- _EXERCISE TASK_
In the FreeS/WAN glossary text, reproduce the passage from "For information on using" to "a mandatory component.", substituting "required part" for "mandatory component".

- _DOCUMENT TEXT_
■ ■ ■ ■

IDEA is not required by the IPSEC RFCs and not
currently used in Linux FreeS/WAN.
IDEA is patented and, with strictly limited exceptions for personal
use, using it requires a license from Ascom.
- IESG
- Internet Engineering Steering
Group.
- IETF
- Internet Engineering Task Force,
the umbrella organisation whose various working groups make most of
the technical decisions for the Internet. The IETF IPSEC
working group wrote the RFCs we are
implementing.
- IKE
- Internet Key Exchange, based on the Diffie-Hellman key exchange protocol. IKE is
implemented in Linux FreeS/WAN by the Pluto daemon.
- Initialisation Vector (IV)
- Some cipher modes, including the CBC mode which IPSEC uses, require some extra data at
the beginning. This data is called the initialisation vector. It need
not be secret, but should be different for each message. Its function
is to prevent messages which begin with the same text from encrypting
to the same ciphertext. That might give an analyst an opening, so it
is best prevented.
- IP
- Internet Protocol.
- IP masquerade
- A method of allowing multiple machines to communicate over the
Internet when only one IP address is available for their use. See the
Linux masquerade resource page for
details.
The client machines are set up with reserved non-routable IP addresses defined in RFC 1918.
The masquerading gateway, the machine with the actual link to the
Internet, rewrites packet headers so that all packets going onto the
Internet appear to come from one IP address, that of its Internet
interface. It then gets all the replies, does some table lookups and
more header rewriting, and delivers the replies to the appropriate
client machines.
For information on using masquerade with Linux FreeS/WAN, see our
firewall document and the FAQ and.
- IPng
- "IP the Next Generation", see IPv6.
- IPv4
- The current version of the Internet protocol
suite.
- IPv6 (IPng)
- Version six of the Internet protocol suite,
currently being developed. It will replace the current version four. IPv6 has IPSEC as
a mandatory component.
See this web
site for more details, and our compatibility
document for information on FreeS/WAN and the Linux implementation of
IPv6.
- IPSEC
- Internet Protocol SECurity, security functions
(authentication and encryption) implemented at the IP level of the
protocol stack. It is optional for IPv4 and
mandatory for IPv6.

■ ■ ■ ■

- _RAW RECORDS_
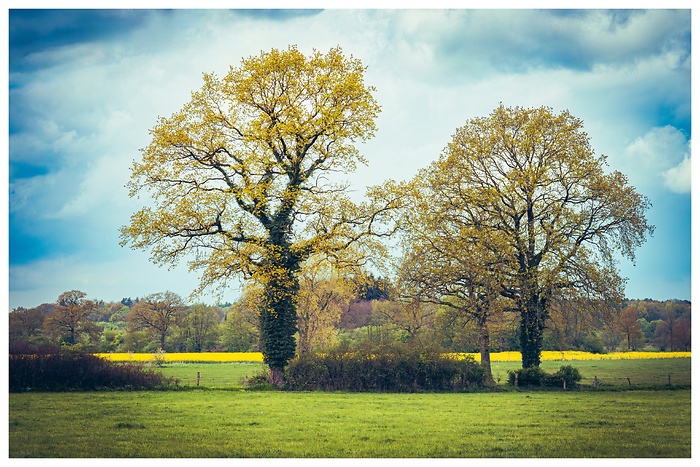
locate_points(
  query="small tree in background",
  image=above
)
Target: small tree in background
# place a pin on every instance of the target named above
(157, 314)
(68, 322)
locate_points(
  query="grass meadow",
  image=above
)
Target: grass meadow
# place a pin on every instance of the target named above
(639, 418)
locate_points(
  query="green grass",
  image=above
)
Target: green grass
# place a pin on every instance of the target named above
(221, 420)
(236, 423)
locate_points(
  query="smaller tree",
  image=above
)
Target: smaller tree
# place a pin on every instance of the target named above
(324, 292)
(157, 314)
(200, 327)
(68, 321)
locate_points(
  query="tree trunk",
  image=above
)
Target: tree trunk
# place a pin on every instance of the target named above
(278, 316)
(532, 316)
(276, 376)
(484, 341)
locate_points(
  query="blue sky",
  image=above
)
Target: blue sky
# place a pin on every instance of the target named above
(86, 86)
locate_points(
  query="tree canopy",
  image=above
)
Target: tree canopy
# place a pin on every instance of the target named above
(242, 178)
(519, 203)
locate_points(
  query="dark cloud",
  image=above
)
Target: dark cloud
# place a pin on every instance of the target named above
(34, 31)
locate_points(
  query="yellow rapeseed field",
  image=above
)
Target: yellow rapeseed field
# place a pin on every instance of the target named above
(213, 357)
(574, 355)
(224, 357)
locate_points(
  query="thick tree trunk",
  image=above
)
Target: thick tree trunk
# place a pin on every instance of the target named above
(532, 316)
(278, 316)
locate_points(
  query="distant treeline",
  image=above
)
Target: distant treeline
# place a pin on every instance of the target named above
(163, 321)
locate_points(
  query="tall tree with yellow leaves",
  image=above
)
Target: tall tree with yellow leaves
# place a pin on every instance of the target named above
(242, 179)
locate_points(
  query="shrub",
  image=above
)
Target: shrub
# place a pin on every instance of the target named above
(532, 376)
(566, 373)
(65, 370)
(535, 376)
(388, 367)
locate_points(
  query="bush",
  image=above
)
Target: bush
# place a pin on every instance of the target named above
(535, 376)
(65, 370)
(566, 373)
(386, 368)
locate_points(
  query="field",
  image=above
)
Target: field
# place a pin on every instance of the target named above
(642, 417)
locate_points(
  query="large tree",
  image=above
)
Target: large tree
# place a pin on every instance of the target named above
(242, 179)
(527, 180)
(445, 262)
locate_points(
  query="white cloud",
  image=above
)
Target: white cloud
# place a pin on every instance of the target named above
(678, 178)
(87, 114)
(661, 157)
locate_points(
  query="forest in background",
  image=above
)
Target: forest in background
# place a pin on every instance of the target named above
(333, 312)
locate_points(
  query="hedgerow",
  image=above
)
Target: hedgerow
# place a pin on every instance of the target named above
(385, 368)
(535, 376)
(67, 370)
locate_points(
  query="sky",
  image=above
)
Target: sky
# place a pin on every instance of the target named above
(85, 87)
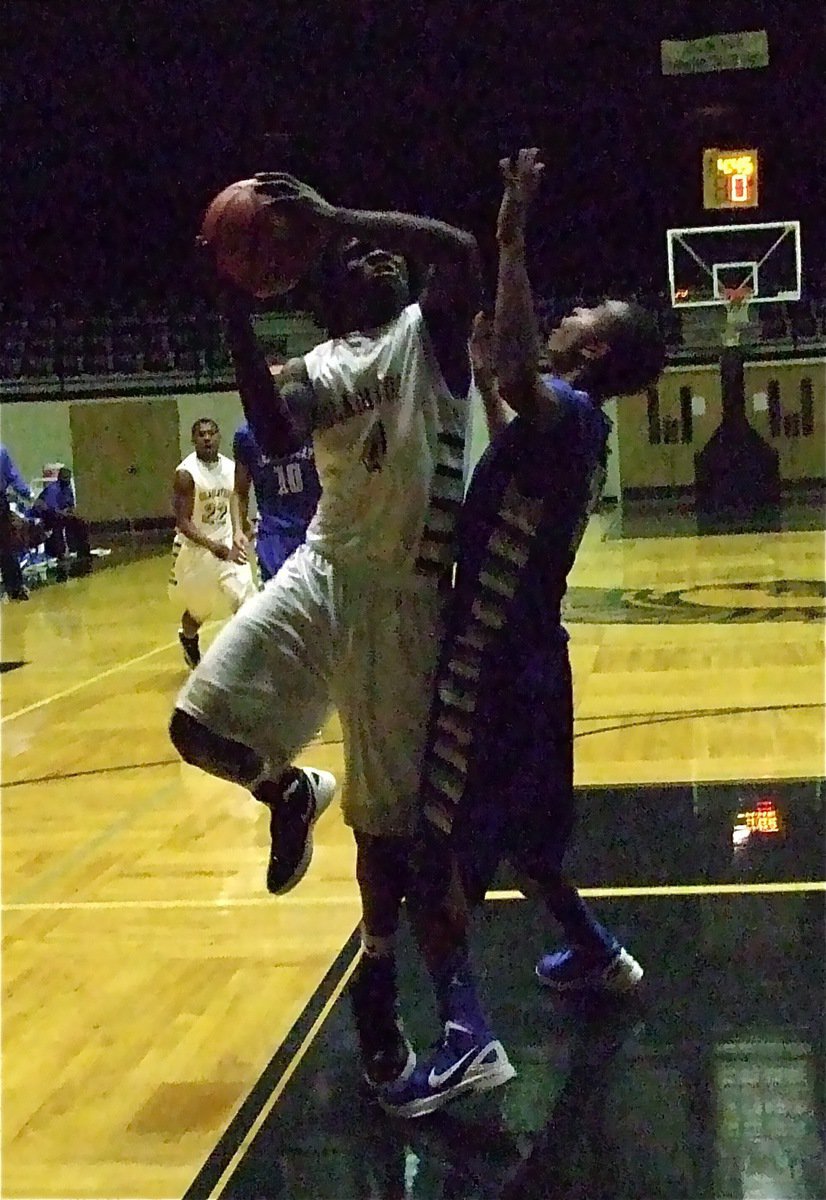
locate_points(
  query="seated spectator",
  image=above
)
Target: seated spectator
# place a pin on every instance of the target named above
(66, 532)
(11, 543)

■ ■ ■ ■

- _SOLUTION TO THE EXERCISE_
For information on using masquerade with Linux FreeS/WAN, see our
firewall document and the FAQ and.
- IPng
- "IP the Next Generation", see IPv6.
- IPv4
- The current version of the Internet protocol
suite.
- IPv6 (IPng)
- Version six of the Internet protocol suite,
currently being developed. It will replace the current version four. IPv6 has IPSEC as
a required part.